Work instructions:
Extend the A* search algorithm tutorial below, starting right after its definition of 'h'.

Text segment:

******

Search algorithms are algorithms designed to search for or retrieve elements from a data structure, where they are stored. They are essential to access desired elements in a data structure and retrieve them when a need arises. A vital aspect of search algorithms is Path Finding, which is used to find paths that can be taken to traverse from one point to another, by finding the most optimum route.
In this tutorial titled ‘A* Algorithm - An Introduction To The powerful search algorithm’, you will be dealing with the A* algorithm, which is a search algorithm that finds the shortest path between two points.
What is an A* Algorithm?
It is a searching algorithm that is used to find the shortest path between an initial and a final point.
It is a handy algorithm that is often used for map traversal to find the shortest path to be taken. A* was initially designed as a graph traversal problem, to help build a robot that can find its own course. It still remains a widely popular algorithm for graph traversal.
It searches for shorter paths first, thus making it an optimal and complete algorithm. An optimal algorithm will find the least cost outcome for a problem, while a complete algorithm finds all the possible outcomes of a problem.
Another aspect that makes A* so powerful is the use of weighted graphs in its implementation. A weighted graph uses numbers to represent the cost of taking each path or course of action. This means that the algorithms can take the path with the least cost, and find the best route in terms of distance and time.
Figure 1: Weighted Graph
A major drawback of the algorithm is its space and time complexity. It takes a large amount of space to store all possible paths and a lot of time to find them.
[Related reading: Top 45 Data Structure Interview Questions and Answers for 2022]
Why A* Search Algorithm?
A* Search Algorithm is a simple and efficient search algorithm that can be used to find the optimal path between two nodes in a graph. It will be used for the shortest path finding. It is an extension of Dijkstra’s shortest path algorithm (Dijkstra’s Algorithm). The extension here is that, instead of using a priority queue to store all the elements, we use heaps (binary trees) to store them. The A* Search Algorithm also uses a heuristic function that provides additional information regarding how far away from the goal node we are. This function is used in conjunction with the f-heap data structure in order to make searching more efficient.
Let us now look at a brief explanation of the A* algorithm.
In the event that we have a grid with many obstacles and we want to get somewhere as rapidly as possible, the A* Search Algorithms are our savior. From a given starting cell, we can get to the target cell as quickly as possible. It is the sum of two variables’ values that determines the node it picks at any point in time.
At each step, it picks the node with the smallest value of ‘f’ (the sum of ‘g’ and ‘h’) and processes that node/cell. ‘g’ and ‘h’ is defined as simply as possible below:
- ‘g’ is the distance it takes to get to a certain square on the grid from the starting point, following the path we generated to get there.
- ‘h’ is the heuristic, which is the estimation of the distance it takes to get to the finish line from that square on the grid.

******

Information provided:

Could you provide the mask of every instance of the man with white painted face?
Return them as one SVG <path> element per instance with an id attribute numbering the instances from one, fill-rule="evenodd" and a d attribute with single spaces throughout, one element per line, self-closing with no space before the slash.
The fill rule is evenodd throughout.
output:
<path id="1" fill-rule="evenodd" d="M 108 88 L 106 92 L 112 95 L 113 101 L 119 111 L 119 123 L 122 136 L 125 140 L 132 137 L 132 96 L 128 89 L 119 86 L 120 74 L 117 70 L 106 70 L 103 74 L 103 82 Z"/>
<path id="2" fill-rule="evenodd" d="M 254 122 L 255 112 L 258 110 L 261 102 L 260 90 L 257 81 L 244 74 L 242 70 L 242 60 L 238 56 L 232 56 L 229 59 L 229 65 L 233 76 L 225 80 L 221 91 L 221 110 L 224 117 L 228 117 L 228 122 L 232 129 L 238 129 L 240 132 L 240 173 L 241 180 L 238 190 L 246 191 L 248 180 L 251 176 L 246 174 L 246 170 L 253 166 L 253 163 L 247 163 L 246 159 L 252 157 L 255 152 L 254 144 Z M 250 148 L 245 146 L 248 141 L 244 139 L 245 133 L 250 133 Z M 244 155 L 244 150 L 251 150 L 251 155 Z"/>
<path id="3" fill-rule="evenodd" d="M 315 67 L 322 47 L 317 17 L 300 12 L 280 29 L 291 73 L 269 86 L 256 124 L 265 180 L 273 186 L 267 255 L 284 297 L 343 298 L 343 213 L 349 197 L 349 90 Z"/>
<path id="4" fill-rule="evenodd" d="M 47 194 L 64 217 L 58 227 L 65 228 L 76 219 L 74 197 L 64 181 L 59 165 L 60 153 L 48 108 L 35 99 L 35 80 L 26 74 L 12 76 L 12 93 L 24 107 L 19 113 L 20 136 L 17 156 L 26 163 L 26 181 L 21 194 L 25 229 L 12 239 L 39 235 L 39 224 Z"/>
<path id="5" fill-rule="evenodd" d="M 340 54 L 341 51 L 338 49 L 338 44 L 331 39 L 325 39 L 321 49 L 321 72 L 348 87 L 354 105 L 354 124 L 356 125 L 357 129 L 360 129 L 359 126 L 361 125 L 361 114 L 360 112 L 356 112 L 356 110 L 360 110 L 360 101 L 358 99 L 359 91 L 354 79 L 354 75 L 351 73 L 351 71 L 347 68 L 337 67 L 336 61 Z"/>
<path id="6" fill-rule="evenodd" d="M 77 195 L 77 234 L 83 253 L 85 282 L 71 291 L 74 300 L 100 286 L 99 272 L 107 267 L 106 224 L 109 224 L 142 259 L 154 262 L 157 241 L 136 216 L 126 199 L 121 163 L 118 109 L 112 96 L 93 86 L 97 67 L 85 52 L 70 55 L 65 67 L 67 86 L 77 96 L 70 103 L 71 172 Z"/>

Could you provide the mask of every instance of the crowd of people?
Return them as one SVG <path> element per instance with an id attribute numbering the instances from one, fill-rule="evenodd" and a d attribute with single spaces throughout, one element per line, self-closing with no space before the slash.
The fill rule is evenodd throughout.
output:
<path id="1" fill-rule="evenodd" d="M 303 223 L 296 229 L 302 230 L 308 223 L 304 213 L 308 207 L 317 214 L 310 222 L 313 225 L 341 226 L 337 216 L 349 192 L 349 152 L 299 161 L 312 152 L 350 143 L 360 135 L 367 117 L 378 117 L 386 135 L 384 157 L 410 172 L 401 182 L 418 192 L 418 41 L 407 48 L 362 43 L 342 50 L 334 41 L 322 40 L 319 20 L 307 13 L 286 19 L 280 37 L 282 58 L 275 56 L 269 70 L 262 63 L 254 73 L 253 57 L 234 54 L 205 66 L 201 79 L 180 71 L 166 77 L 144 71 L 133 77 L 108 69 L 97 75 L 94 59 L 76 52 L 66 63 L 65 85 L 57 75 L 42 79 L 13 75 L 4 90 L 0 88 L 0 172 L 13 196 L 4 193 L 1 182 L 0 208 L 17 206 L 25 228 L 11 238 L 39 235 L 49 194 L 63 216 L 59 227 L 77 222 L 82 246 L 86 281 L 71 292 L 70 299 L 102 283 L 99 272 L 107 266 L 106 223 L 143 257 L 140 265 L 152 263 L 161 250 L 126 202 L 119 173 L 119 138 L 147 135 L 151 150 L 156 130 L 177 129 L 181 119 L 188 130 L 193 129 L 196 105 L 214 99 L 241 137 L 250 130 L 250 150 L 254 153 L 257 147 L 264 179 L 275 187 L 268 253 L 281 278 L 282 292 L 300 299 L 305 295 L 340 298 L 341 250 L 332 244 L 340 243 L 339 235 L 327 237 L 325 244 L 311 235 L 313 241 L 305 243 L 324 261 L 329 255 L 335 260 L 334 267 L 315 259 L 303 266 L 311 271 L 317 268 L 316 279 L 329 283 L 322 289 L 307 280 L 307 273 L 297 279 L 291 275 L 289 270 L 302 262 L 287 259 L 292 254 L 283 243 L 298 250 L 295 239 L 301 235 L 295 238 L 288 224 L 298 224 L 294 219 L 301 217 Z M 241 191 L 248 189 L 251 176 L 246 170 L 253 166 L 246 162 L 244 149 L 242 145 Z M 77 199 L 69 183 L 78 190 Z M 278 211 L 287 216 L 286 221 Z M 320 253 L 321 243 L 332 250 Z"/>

******

Result:
Heuristics are basically educated guesses. It is crucial to understand that we do not know the distance to the finish point until we find the route since there are so many things that might get in the way (e.g., walls, water, etc.). In the coming sections, we will dive deeper into how to calculate the heuristics.
Let us now look at the detailed algorithm of A*.
Initial condition - we create two lists - Open List and Closed List.
Now, the following steps need to be implemented -
- The open list must be initialized.
- Put the starting node on the open list (leave its f at zero). Initialize the closed list.
- Follow the steps until the open list is non-empty:
- Find the node with the least f on the open list and name it “q”.
- Remove Q from the open list.
- Produce q's eight descendants and set q as their parent.
- For every descendant:
i) If finding a successor is the goal, cease looking
ii)Else, calculate g and h for the successor.
successor.g = q.g + the calculated distance between the successor and the q.
successor.h = the calculated distance between the successor and the goal. We will cover three heuristics to do this: the Diagonal, the Euclidean, and the Manhattan heuristics.
successor.f = successor.g plus successor.h
iii) Skip this successor if a node in the OPEN list with the same location as it but a lower f value than the successor is present.
iv) Skip the successor if there is a node in the CLOSED list with the same position as the successor but a lower f value; otherwise, add the node to the open list end (for loop).
- Push Q into the closed list and end the while loop.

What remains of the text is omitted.